*INSTRUCTIONS TO FOLLOW*
Print only the line with "point_to(query) identifies every instance of the hair" and the lines after it, ending with the last line of the material, each exactly as it stands.

*MATERIAL PROVIDED*
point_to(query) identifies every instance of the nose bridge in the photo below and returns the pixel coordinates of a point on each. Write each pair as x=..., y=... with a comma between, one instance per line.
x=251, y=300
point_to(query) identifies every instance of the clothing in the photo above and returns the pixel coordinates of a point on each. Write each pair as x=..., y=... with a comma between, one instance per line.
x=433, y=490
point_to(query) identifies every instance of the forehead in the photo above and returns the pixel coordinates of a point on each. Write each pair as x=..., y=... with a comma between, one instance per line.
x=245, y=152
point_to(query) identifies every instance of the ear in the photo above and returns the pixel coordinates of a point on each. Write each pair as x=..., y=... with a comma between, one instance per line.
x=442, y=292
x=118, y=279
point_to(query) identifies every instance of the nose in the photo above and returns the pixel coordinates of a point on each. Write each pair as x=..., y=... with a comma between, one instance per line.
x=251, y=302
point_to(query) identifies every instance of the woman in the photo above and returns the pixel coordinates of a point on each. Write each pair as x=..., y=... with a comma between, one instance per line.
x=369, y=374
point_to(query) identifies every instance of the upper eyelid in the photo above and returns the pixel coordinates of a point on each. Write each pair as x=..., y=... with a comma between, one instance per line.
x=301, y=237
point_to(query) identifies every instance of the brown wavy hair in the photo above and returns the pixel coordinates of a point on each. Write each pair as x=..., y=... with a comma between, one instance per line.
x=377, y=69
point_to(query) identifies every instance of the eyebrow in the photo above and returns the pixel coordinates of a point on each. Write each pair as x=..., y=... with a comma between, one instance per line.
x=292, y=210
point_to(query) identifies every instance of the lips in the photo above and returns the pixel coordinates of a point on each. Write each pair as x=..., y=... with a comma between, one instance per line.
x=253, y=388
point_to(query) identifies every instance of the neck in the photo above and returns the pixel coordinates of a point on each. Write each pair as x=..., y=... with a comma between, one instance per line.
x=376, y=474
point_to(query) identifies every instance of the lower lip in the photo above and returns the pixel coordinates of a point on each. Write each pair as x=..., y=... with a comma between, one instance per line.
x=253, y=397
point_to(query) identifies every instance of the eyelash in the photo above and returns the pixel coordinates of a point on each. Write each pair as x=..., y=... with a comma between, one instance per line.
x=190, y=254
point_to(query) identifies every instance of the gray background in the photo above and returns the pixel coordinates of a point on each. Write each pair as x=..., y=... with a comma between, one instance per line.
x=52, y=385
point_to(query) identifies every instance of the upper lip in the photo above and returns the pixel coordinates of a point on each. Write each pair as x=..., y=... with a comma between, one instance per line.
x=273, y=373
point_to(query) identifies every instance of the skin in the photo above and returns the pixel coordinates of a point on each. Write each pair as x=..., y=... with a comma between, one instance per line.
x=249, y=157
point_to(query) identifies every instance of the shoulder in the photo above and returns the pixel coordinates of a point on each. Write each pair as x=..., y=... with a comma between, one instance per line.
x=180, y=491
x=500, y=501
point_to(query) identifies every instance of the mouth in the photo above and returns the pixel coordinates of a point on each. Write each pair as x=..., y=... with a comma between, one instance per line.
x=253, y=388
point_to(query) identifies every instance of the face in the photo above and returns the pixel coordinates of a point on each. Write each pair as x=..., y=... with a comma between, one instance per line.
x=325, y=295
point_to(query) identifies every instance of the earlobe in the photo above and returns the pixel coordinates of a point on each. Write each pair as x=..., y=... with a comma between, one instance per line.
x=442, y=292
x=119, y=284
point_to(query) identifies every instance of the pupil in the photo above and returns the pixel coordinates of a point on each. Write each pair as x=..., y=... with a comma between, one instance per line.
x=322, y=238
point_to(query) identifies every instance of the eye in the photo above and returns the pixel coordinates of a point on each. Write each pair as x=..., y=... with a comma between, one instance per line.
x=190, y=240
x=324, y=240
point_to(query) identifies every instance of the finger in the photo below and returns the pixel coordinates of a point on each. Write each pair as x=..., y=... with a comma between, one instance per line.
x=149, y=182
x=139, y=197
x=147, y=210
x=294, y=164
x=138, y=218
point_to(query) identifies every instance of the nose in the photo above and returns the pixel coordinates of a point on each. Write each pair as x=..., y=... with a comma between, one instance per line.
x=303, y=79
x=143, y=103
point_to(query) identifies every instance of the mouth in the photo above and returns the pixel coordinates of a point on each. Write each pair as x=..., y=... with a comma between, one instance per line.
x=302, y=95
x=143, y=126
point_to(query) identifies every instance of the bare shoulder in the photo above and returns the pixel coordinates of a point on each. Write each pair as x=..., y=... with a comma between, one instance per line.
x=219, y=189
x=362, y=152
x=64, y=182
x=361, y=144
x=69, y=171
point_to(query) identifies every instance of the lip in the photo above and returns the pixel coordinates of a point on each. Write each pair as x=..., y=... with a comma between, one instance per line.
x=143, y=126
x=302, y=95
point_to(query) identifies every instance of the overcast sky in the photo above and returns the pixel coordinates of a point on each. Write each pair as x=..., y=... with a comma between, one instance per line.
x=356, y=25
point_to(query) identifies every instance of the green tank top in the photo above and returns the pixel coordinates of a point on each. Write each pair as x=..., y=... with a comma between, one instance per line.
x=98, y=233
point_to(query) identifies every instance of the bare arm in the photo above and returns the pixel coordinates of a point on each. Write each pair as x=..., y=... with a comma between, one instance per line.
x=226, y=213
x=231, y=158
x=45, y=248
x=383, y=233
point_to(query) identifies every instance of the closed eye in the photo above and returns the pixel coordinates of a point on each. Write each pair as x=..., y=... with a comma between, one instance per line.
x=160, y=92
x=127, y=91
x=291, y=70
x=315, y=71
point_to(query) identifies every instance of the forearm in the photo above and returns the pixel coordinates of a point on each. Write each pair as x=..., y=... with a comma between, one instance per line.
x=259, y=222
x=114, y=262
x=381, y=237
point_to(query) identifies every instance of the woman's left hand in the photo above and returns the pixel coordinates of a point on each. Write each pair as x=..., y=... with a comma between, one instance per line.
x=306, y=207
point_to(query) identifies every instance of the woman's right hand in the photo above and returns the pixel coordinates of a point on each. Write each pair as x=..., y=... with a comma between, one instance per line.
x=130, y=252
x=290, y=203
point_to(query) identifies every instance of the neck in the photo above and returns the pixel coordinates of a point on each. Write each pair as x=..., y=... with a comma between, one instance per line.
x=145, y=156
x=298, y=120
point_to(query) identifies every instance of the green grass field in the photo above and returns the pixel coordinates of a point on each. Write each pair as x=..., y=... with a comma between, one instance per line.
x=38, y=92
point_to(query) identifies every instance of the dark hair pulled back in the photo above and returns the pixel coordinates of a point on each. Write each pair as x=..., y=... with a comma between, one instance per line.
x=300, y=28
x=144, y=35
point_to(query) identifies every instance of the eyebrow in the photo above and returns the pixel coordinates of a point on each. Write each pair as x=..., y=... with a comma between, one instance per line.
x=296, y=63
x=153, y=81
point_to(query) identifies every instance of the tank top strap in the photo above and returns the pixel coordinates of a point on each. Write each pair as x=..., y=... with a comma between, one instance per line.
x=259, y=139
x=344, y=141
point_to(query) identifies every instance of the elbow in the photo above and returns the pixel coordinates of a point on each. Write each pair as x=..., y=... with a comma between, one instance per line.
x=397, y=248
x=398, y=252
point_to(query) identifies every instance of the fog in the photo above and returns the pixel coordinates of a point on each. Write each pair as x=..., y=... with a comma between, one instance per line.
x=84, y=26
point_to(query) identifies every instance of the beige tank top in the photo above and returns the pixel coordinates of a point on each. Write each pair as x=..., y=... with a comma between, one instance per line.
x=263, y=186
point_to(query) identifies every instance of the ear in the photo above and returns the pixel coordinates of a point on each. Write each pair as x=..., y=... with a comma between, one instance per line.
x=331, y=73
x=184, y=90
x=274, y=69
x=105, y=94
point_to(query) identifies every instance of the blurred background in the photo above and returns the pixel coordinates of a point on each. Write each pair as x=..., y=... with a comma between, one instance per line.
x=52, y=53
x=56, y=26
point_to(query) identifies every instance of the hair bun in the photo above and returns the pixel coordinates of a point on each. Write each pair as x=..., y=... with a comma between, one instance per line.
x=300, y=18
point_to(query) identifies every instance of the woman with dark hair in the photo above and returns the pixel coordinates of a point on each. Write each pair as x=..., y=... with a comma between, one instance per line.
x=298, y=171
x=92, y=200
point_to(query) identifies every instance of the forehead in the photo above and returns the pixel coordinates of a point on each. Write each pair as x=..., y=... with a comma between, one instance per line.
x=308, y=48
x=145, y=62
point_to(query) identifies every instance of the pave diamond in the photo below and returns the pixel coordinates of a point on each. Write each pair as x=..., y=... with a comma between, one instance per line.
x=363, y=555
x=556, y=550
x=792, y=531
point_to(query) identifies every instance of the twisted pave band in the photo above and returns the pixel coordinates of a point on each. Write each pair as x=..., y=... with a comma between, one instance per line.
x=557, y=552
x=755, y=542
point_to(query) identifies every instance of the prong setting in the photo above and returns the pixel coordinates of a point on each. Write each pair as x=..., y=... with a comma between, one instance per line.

*REPLY*
point_to(query) identifies every instance of the hair bun in the photo above and returns the pixel coordinates of a point on each. Write each pair as x=..., y=... with a comma between, one instance per line.
x=300, y=18
point_to(query) identifies every instance of the woman with dark hair in the photo above and returns the pixel coordinates of a point on each. Write each pair as x=..., y=... with a comma between, one instance per line.
x=298, y=171
x=92, y=200
point_to(query) identifies every instance of the forehead in the photo above and returns the pixel coordinates of a point on each. Write each pair as x=..., y=... with a comma between, one instance per line.
x=308, y=48
x=145, y=62
point_to(query) identifies every instance of the pave diamond in the photo below and returns the pixel coordinates of a point on each. Write each pair as x=..., y=... with a comma between, one instance per line.
x=363, y=555
x=556, y=550
x=792, y=531
point_to(query) identifies every instance of the twisted pave band in the photo above and returns the pixel coordinates of a point on each. Write each pair as x=..., y=... with a comma between, one instance per line.
x=557, y=552
x=755, y=542
point_to(query) identifies every instance of the prong setting in the photo above and returns the pixel coordinates of a point on each. Write each pair as x=..., y=... with a comma between, one instance per line.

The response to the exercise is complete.